(Requirements) In the entries below, reproduce everything from the line containing "white string mesh?" down to the line containing "[207,279,236,313]", including both of those lines.

(Rows)
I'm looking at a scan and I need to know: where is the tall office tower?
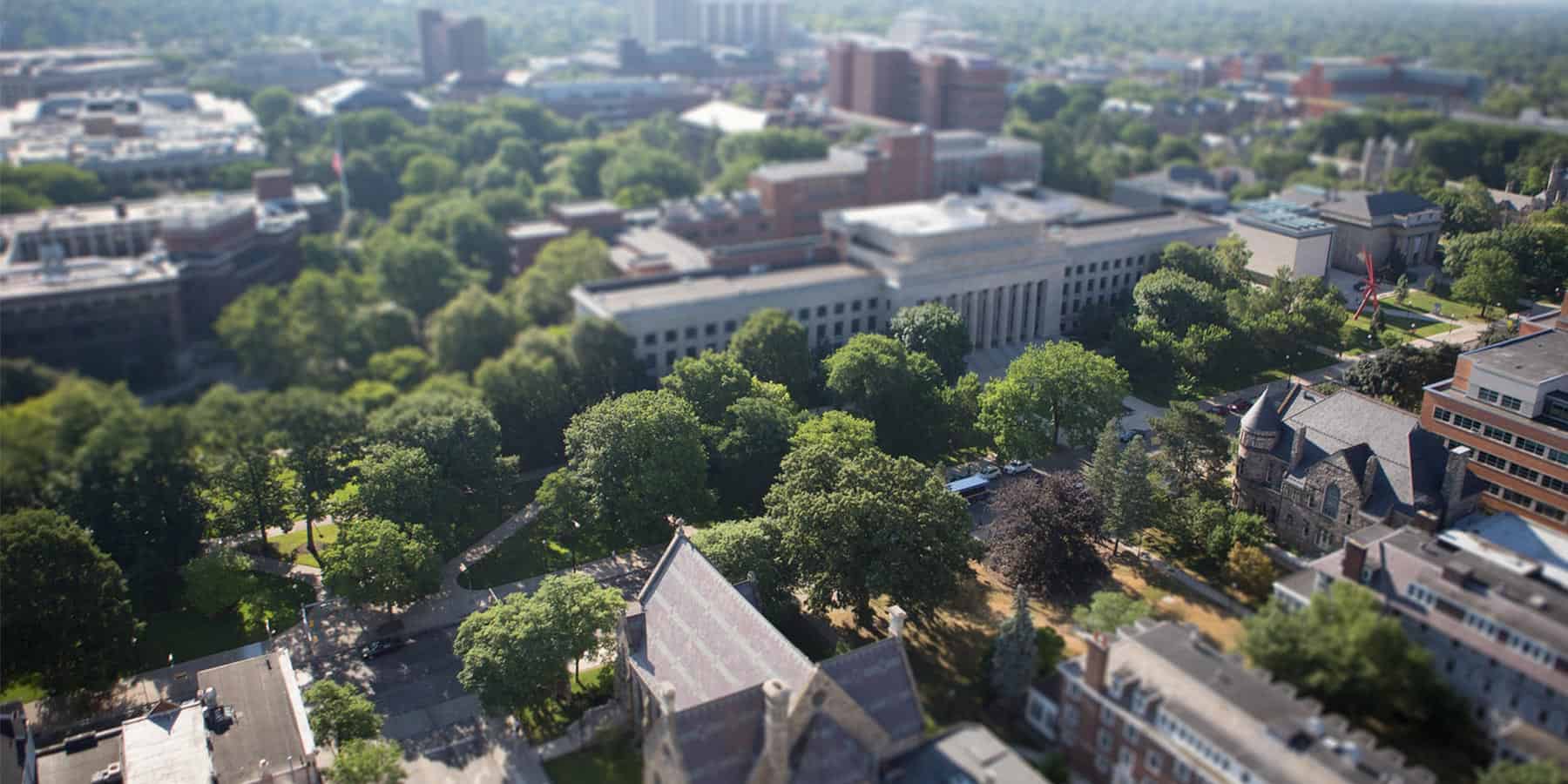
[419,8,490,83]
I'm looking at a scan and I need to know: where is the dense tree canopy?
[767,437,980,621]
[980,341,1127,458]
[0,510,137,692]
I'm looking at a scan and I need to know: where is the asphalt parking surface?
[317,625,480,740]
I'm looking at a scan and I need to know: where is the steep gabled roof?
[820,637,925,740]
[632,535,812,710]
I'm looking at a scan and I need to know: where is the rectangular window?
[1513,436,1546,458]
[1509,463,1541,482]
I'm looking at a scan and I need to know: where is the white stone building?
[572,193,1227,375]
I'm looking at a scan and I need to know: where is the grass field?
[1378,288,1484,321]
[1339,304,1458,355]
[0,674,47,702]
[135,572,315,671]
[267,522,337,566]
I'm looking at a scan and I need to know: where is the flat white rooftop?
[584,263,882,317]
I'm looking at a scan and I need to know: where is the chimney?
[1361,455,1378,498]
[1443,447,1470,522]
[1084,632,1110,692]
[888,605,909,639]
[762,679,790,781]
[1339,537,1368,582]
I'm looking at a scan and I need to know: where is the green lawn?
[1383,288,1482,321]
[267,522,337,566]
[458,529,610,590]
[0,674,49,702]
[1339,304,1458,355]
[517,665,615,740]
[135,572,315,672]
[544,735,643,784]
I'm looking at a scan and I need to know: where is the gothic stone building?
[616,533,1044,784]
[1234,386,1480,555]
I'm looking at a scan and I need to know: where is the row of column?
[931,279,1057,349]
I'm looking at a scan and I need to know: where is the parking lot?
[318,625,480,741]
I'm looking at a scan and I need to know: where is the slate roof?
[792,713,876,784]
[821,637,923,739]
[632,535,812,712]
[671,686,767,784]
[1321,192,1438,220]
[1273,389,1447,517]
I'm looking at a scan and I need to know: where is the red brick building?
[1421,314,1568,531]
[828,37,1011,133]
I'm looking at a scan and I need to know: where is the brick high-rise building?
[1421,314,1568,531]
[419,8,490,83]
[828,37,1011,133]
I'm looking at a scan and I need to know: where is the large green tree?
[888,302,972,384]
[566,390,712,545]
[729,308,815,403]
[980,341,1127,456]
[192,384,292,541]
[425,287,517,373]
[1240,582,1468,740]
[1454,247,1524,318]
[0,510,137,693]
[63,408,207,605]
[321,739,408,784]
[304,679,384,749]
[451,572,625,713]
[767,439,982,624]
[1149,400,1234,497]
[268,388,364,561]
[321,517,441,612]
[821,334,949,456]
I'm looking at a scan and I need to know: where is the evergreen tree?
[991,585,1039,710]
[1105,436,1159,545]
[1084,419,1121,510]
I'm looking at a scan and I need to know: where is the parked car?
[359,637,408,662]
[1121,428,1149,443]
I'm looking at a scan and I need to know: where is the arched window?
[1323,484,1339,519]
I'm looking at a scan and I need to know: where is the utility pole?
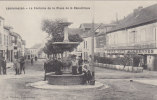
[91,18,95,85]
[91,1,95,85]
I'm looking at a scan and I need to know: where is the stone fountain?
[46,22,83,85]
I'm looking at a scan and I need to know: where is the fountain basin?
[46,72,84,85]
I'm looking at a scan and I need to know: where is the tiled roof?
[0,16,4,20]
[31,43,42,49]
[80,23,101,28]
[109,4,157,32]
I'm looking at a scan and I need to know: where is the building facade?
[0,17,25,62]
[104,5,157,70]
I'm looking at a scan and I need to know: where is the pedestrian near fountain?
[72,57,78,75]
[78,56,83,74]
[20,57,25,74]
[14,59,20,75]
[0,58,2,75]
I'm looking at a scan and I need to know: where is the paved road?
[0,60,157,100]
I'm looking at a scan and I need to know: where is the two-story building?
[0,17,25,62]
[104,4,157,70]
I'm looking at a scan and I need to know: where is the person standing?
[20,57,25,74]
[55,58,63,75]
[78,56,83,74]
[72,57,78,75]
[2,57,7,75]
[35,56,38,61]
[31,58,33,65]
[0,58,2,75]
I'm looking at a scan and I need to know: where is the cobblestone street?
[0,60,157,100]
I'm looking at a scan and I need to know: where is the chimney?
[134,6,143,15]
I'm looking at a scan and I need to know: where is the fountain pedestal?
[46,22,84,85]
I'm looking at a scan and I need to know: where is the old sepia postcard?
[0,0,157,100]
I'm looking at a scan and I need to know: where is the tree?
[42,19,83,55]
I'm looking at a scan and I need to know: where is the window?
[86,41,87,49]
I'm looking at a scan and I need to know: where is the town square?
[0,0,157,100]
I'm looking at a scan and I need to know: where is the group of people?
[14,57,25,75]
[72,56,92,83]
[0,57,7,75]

==

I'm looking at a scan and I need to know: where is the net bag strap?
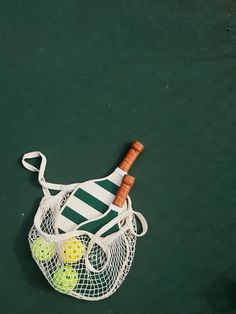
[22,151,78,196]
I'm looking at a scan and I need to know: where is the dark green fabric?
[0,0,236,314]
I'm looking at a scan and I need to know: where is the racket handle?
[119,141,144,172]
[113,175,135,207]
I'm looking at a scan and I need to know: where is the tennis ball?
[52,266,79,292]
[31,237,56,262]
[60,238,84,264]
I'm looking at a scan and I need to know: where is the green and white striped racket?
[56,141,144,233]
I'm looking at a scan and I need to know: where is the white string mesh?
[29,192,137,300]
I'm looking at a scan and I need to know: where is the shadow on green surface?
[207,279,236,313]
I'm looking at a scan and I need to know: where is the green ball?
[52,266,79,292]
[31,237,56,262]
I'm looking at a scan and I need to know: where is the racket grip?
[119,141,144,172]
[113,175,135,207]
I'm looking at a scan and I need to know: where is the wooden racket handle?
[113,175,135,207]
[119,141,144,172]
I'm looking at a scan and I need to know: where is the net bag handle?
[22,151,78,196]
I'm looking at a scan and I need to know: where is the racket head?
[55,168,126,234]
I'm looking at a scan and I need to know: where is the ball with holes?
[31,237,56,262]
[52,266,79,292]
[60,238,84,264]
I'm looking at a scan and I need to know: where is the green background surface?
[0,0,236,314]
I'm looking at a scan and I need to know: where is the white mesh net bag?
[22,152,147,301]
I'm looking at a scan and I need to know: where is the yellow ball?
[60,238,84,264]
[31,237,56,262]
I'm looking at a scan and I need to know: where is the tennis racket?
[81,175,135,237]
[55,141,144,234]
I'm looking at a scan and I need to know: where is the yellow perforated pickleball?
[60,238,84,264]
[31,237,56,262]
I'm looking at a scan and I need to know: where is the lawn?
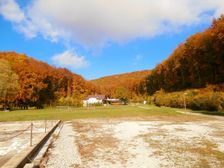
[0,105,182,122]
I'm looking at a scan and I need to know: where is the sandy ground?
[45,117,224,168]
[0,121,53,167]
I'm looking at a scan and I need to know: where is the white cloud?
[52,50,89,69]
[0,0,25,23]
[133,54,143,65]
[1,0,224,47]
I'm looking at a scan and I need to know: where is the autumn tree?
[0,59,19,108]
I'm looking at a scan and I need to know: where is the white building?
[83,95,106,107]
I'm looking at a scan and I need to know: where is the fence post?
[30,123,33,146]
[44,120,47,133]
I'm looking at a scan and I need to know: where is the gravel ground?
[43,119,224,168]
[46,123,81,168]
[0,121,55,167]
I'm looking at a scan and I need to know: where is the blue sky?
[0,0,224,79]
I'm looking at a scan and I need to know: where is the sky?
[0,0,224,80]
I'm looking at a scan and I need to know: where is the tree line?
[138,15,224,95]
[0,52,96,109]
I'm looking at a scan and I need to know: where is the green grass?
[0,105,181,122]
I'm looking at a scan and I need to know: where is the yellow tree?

(Expected output)
I'm looking at a scan and I need to know: where is the white string mesh?
[29,192,137,300]
I'm looking at a scan and I need to know: where is the shadow on green surface?
[207,279,236,313]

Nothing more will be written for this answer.